═════ Data
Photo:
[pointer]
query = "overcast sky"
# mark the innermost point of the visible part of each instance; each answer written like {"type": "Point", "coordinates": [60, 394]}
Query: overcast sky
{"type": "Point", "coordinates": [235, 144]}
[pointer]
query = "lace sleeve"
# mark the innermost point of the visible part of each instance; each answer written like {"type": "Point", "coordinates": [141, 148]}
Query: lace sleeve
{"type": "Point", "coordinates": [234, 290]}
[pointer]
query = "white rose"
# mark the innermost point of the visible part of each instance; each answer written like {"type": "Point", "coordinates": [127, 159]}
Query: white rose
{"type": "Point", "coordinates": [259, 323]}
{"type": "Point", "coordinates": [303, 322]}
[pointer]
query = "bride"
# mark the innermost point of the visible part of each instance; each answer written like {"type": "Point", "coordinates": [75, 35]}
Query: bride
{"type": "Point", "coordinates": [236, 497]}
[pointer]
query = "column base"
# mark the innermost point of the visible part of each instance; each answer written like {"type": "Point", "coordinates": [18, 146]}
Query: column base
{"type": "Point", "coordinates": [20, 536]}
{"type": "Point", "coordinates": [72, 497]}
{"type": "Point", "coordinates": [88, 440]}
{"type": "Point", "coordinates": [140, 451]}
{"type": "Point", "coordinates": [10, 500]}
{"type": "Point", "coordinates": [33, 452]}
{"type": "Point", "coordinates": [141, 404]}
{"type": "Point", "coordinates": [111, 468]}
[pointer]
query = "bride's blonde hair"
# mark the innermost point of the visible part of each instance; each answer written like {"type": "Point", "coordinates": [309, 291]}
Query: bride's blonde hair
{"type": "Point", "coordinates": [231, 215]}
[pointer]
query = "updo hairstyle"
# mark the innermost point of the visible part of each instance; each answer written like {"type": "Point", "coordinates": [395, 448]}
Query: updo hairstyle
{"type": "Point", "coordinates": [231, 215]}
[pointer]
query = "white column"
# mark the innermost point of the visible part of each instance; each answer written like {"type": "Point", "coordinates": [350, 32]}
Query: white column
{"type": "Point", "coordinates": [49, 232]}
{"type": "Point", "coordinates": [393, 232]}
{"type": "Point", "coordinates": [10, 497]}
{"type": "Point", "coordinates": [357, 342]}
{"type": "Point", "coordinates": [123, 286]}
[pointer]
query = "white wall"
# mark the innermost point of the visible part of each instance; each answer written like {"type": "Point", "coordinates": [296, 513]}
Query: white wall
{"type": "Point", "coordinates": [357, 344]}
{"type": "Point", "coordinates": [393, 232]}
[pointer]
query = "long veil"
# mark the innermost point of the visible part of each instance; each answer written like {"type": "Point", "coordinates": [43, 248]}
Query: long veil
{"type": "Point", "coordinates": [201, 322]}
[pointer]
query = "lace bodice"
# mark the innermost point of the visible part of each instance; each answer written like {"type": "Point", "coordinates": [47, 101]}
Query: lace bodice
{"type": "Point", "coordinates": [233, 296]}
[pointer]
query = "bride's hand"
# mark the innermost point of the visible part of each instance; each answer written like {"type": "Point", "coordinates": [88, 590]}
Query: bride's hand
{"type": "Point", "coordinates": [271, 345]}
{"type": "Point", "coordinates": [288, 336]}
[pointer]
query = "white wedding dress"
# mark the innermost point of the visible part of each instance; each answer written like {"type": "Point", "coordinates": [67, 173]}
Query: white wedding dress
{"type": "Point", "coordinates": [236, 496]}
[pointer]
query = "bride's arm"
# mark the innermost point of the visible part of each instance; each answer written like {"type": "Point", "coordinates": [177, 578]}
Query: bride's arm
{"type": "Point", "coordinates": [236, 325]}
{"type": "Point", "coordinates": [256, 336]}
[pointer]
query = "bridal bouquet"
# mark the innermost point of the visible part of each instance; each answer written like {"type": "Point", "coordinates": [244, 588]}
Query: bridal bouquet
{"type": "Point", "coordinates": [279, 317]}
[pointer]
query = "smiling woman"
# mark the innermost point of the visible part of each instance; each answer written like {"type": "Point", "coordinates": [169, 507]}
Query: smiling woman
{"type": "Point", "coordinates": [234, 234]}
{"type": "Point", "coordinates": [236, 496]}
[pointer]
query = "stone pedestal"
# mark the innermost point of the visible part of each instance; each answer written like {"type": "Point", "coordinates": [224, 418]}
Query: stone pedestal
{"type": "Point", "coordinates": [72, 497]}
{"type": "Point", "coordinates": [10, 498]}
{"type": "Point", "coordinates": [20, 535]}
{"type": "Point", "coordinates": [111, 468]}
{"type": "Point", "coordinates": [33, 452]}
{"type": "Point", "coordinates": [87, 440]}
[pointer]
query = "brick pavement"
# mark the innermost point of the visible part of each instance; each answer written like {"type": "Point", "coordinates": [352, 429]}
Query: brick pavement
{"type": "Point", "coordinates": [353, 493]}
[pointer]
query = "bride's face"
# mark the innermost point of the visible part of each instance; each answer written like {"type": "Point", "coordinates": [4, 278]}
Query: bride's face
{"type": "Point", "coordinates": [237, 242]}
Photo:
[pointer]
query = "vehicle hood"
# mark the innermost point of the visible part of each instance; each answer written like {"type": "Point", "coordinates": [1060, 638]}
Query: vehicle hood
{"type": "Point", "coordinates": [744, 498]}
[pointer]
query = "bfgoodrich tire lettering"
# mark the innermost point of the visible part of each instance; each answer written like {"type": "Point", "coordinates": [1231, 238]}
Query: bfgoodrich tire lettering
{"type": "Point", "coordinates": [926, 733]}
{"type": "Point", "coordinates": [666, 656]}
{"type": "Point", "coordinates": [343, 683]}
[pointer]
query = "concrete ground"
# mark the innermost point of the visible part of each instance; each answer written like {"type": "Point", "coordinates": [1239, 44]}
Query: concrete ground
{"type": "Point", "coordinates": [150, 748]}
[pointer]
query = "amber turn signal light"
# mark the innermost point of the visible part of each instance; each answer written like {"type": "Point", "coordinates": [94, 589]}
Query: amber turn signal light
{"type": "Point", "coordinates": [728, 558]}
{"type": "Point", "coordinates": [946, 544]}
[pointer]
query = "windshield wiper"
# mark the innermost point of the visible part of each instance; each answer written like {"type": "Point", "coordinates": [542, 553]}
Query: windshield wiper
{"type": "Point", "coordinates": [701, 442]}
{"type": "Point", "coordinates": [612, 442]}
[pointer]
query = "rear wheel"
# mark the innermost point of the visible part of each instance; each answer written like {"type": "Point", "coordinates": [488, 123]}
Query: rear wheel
══════════
- What the task asks
Nothing may be omitted. Restate all of the entries exactly.

- Task answer
Photo:
[pointer]
query = "overcast sky"
# mark the innermost point of the visible part of each instance; each answer written like {"type": "Point", "coordinates": [60, 394]}
Query: overcast sky
{"type": "Point", "coordinates": [235, 144]}
[pointer]
query = "lace sleeve"
# mark the innermost point of the visible part of each instance; each answer written like {"type": "Point", "coordinates": [141, 148]}
Query: lace sleeve
{"type": "Point", "coordinates": [234, 290]}
[pointer]
query = "white rose"
# mark the innermost point of the visible part of each instance; each answer written like {"type": "Point", "coordinates": [127, 159]}
Query: white rose
{"type": "Point", "coordinates": [259, 323]}
{"type": "Point", "coordinates": [303, 322]}
[pointer]
query = "bride"
# mark the innermost point of the visible part of each instance; each answer written like {"type": "Point", "coordinates": [75, 35]}
Query: bride
{"type": "Point", "coordinates": [236, 497]}
[pointer]
query = "column base"
# mark the innermost point of the visible part of each instance; each answer written like {"type": "Point", "coordinates": [18, 146]}
Query: column base
{"type": "Point", "coordinates": [20, 536]}
{"type": "Point", "coordinates": [72, 497]}
{"type": "Point", "coordinates": [88, 440]}
{"type": "Point", "coordinates": [140, 451]}
{"type": "Point", "coordinates": [10, 500]}
{"type": "Point", "coordinates": [33, 452]}
{"type": "Point", "coordinates": [141, 404]}
{"type": "Point", "coordinates": [111, 468]}
[pointer]
query = "bride's blonde hair"
# mark the innermost point of the visible part of each instance; each answer written like {"type": "Point", "coordinates": [309, 291]}
Query: bride's blonde hair
{"type": "Point", "coordinates": [231, 215]}
[pointer]
query = "updo hairstyle"
# mark the innermost point of the visible part of each instance; each answer written like {"type": "Point", "coordinates": [395, 448]}
Query: updo hairstyle
{"type": "Point", "coordinates": [231, 215]}
[pointer]
query = "white column"
# mark the innermost point of the visible part of each instance; each answer written like {"type": "Point", "coordinates": [350, 32]}
Query: white column
{"type": "Point", "coordinates": [49, 232]}
{"type": "Point", "coordinates": [393, 232]}
{"type": "Point", "coordinates": [10, 497]}
{"type": "Point", "coordinates": [357, 342]}
{"type": "Point", "coordinates": [123, 286]}
[pointer]
query = "white wall"
# mark the innermost point of the visible part of each instance; each answer written like {"type": "Point", "coordinates": [296, 513]}
Query: white wall
{"type": "Point", "coordinates": [357, 344]}
{"type": "Point", "coordinates": [393, 232]}
[pointer]
query = "long veil"
# mark the innermost point of the visible part of each instance; each answer written like {"type": "Point", "coordinates": [43, 248]}
Query: long veil
{"type": "Point", "coordinates": [201, 322]}
[pointer]
query = "lace bodice"
# mark the innermost point of the visible part of each instance; each answer written like {"type": "Point", "coordinates": [47, 101]}
Query: lace bodice
{"type": "Point", "coordinates": [233, 296]}
[pointer]
query = "bride's hand"
# mark the innermost point of the visible part of each instance; each answer written like {"type": "Point", "coordinates": [88, 590]}
Query: bride's hand
{"type": "Point", "coordinates": [271, 345]}
{"type": "Point", "coordinates": [288, 336]}
[pointer]
query = "white wedding dress"
# mark the innermost point of the visible part of each instance; each answer written like {"type": "Point", "coordinates": [67, 173]}
Query: white wedding dress
{"type": "Point", "coordinates": [236, 496]}
[pointer]
query = "bride's arm"
# mark the innermost point of the visible part of each instance; each answer written like {"type": "Point", "coordinates": [177, 578]}
Query: bride's arm
{"type": "Point", "coordinates": [236, 325]}
{"type": "Point", "coordinates": [256, 336]}
[pointer]
query = "bridal bouquet"
# mark the innermost point of the visible part of each instance; each answer written like {"type": "Point", "coordinates": [244, 588]}
Query: bridal bouquet
{"type": "Point", "coordinates": [279, 317]}
[pointer]
query = "smiling woman"
# mark the innermost point of the visible part of each instance; each answer written like {"type": "Point", "coordinates": [169, 507]}
Query: smiling woman
{"type": "Point", "coordinates": [234, 234]}
{"type": "Point", "coordinates": [236, 496]}
[pointer]
query = "stone pedestal"
# mark the innermost point of the visible part of each instance; each answer written like {"type": "Point", "coordinates": [224, 418]}
Query: stone pedestal
{"type": "Point", "coordinates": [72, 497]}
{"type": "Point", "coordinates": [10, 498]}
{"type": "Point", "coordinates": [20, 535]}
{"type": "Point", "coordinates": [111, 468]}
{"type": "Point", "coordinates": [33, 452]}
{"type": "Point", "coordinates": [87, 440]}
[pointer]
query = "brick pavement"
# mark the innermost point of the visible part of each instance; each answer written like {"type": "Point", "coordinates": [352, 429]}
Query: brick pavement
{"type": "Point", "coordinates": [353, 493]}
[pointer]
query = "bride's face"
# mark the innermost point of the visible part of each instance; each answer written like {"type": "Point", "coordinates": [4, 278]}
Query: bride's face
{"type": "Point", "coordinates": [237, 242]}
Photo:
[pointer]
query = "vehicle hood"
# mark the innermost point of the visible part of each instance; each answer written like {"type": "Point", "coordinates": [1060, 638]}
Query: vehicle hood
{"type": "Point", "coordinates": [744, 498]}
[pointer]
query = "bfgoodrich tire lettering"
# mark the innermost point of the visible part of each instance; each answer written like {"type": "Point", "coordinates": [1231, 238]}
Query: bfgoodrich tire lettering
{"type": "Point", "coordinates": [926, 733]}
{"type": "Point", "coordinates": [666, 656]}
{"type": "Point", "coordinates": [343, 683]}
[pointer]
query = "concrete ground"
# mark the innermost point of the visible part of each instance; each answer written like {"type": "Point", "coordinates": [1239, 44]}
Query: concrete ground
{"type": "Point", "coordinates": [150, 748]}
[pointer]
query = "amber turn signal light"
# mark the innermost point of the visible part of each instance; each answer written like {"type": "Point", "coordinates": [94, 589]}
Query: amber turn signal light
{"type": "Point", "coordinates": [728, 558]}
{"type": "Point", "coordinates": [946, 544]}
[pointer]
query = "windshield wiper"
# mark the innermost point of the visible part of each instance; each answer written like {"type": "Point", "coordinates": [542, 553]}
Query: windshield wiper
{"type": "Point", "coordinates": [701, 442]}
{"type": "Point", "coordinates": [612, 442]}
[pointer]
query = "rear wheel"
# mark the innermost point of the visible part of each instance; each answer written like {"type": "Point", "coordinates": [488, 123]}
Query: rear wheel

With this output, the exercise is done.